──────── Records for the task ────────

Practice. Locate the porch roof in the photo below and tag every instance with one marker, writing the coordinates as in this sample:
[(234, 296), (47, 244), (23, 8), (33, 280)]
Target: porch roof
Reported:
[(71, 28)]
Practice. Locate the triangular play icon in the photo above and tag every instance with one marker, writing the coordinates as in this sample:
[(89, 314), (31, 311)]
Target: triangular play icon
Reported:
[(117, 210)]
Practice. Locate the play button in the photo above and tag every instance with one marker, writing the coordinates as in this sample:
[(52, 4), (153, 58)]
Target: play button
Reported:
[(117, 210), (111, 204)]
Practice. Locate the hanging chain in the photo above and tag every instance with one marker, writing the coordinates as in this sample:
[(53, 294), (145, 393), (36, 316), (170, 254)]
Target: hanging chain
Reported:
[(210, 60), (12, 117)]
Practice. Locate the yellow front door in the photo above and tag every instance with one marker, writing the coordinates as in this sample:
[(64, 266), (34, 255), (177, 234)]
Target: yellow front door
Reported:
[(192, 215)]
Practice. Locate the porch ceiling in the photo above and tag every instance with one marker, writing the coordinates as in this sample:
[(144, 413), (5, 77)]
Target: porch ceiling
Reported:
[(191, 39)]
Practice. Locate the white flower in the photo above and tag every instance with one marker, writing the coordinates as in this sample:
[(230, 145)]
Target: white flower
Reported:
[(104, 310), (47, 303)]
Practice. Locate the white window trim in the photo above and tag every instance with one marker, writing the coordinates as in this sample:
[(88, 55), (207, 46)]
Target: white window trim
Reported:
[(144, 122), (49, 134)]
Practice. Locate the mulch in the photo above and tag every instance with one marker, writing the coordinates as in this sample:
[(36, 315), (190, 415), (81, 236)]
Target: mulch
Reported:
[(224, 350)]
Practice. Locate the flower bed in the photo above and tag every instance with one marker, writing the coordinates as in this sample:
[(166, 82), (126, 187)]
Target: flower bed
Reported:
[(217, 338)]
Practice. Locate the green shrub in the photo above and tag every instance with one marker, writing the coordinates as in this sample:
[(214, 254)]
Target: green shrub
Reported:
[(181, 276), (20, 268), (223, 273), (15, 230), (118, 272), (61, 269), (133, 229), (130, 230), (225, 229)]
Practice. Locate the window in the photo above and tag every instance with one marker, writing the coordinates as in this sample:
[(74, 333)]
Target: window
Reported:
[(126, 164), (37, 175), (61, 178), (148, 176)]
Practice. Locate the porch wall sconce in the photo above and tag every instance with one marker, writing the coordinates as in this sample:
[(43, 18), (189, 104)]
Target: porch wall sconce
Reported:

────────

Work to be completed:
Rewrite all of the data above, replacing "Reported" with "Marked" everywhere and leaving everything else unchanged.

Final answer:
Practice. Locate the porch roof in the photo below and tag every instance with one marker, writing the coordinates as in this sample:
[(234, 296), (47, 244), (23, 8), (33, 280)]
Target: porch roof
Marked:
[(71, 28)]
Practice. Locate the triangular play icon in the photo above and tag every instance with one marker, writing the coordinates as in this sample:
[(89, 314), (31, 311)]
Target: triangular play icon
Marked:
[(117, 210)]
Practice. Locate the play button in the photo above and tag every instance with one marker, writing the coordinates as in this sample:
[(52, 4), (153, 58)]
Target: play button
Marked:
[(117, 210), (111, 204)]
Practice. Locate the hanging chain in the photo above and tag every instance with one marker, writing the coordinates as in this sample:
[(53, 294), (145, 393), (36, 316), (170, 254)]
Target: hanging chain
Marked:
[(210, 60), (12, 117)]
Practice. Locate the yellow front door in the photo above and tag every instance with one marker, writing the coordinates as in this sample:
[(64, 266), (34, 255), (177, 234)]
Target: yellow front door
Marked:
[(192, 215)]
Practice. Locate the porch ceiling in the photo above and tag every instance with one marker, writing the coordinates as in this sample:
[(144, 413), (5, 77)]
Target: porch ceiling
Marked:
[(191, 39)]
Practice. Locate the white flower in the photo above and tag every instance with one marker, writing the coordinates as in this sample:
[(230, 145)]
Target: white flower
Marked:
[(104, 310), (47, 303)]
Practice. Locate the white window trim in the photo above and tag every instance with one marker, writing the coordinates as in this sample:
[(88, 55), (207, 46)]
Target: white window trim
Marked:
[(144, 122), (49, 134)]
Practice. Locate the mulch in the photo above and tag every instance with one marker, writing the coordinates as in this sample:
[(36, 315), (190, 415), (81, 236)]
Target: mulch
Marked:
[(224, 350)]
Practice. Locate the flower bed in the photo above and tag every instance with one marker, writing the coordinates as in this sample:
[(166, 82), (126, 187)]
Target: flower bed
Marked:
[(217, 338)]
Practice. Locate the green shrub in the photo above and tag every instance with one marker, writing the coordinates as in this sample:
[(214, 254)]
Target: green shrub
Marked:
[(181, 276), (20, 268), (223, 273), (15, 230), (118, 272), (61, 269), (133, 229), (130, 230), (225, 229)]
Practice. Locate the window in the photo above and tag every instance with one marker, writing the coordinates as in this sample:
[(74, 333)]
Target: window
Marked:
[(126, 164), (37, 175), (61, 178), (148, 176)]
Practice. Locate the porch wall sconce in the photo above and tag every instance with one marker, writing the coordinates as in this sample:
[(43, 18), (189, 104)]
Target: porch wall sconce
Marked:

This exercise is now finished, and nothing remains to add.